**YOUR INSTRUCTIONS:** Scale the listing below by copying every line, requests included, and multiplying each bounding-box coordinate in the answers by 2.5, rounding to whole numbers with halves going up. Leave the pictures out of your copy.

Start of DATASET RECORDS

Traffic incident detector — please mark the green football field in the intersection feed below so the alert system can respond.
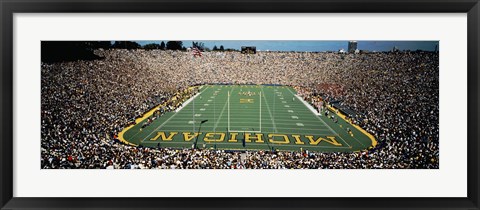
[120,85,376,152]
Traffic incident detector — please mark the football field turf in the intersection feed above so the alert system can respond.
[119,85,376,152]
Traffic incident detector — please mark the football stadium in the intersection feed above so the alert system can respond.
[119,85,377,152]
[41,41,439,169]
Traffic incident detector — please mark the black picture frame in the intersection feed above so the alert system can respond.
[0,0,480,209]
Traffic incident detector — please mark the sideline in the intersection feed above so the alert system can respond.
[118,86,202,146]
[327,105,378,149]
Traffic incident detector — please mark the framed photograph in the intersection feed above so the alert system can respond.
[0,0,479,209]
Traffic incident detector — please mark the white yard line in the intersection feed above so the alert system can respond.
[260,87,278,133]
[287,88,351,147]
[140,87,209,143]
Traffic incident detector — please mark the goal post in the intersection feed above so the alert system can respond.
[227,91,262,133]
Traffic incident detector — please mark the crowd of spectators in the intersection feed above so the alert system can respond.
[41,49,439,169]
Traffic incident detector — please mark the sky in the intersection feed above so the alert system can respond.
[136,40,439,52]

End of DATASET RECORDS

**ANSWER TO THE EXERCISE:**
Traffic incident detector — please mark the green football field in the intersection feed below so the alert system can respond.
[300,213,940,380]
Traffic incident detector — please mark the football field turf in the intersection feed above so the alert system can respond.
[298,213,940,380]
Traffic incident detector — please mark the football stadium in the intersection feed above so the alert system can respond.
[298,213,943,380]
[103,103,1098,423]
Traffic incident detector — please mark the black picture frame in the intersection feed above so the alert system can respond.
[0,0,1200,523]
Traffic incident detector — please mark the sideline in the intersection feed above so the alert system can respond.
[295,215,505,365]
[818,263,945,373]
Traffic incident detector — please mark the framed photograph in the intersection feed above so the alert system can respond.
[0,0,1198,523]
Traffic incident detector — please mark the white yard line in the intersection feed above so the alert system can respond.
[650,218,695,333]
[718,220,878,368]
[350,218,523,358]
Traffic incident detector — please mark the goal post in the intersection feed above so the alert system can respond.
[568,228,655,333]
Traffic incident detector — please mark the crowd of spectators in the intersection feed above so the alert system can respond.
[103,123,1098,423]
Traffic incident detector — please mark the sky in the intersection feed above so the alert system can respond.
[340,100,1098,130]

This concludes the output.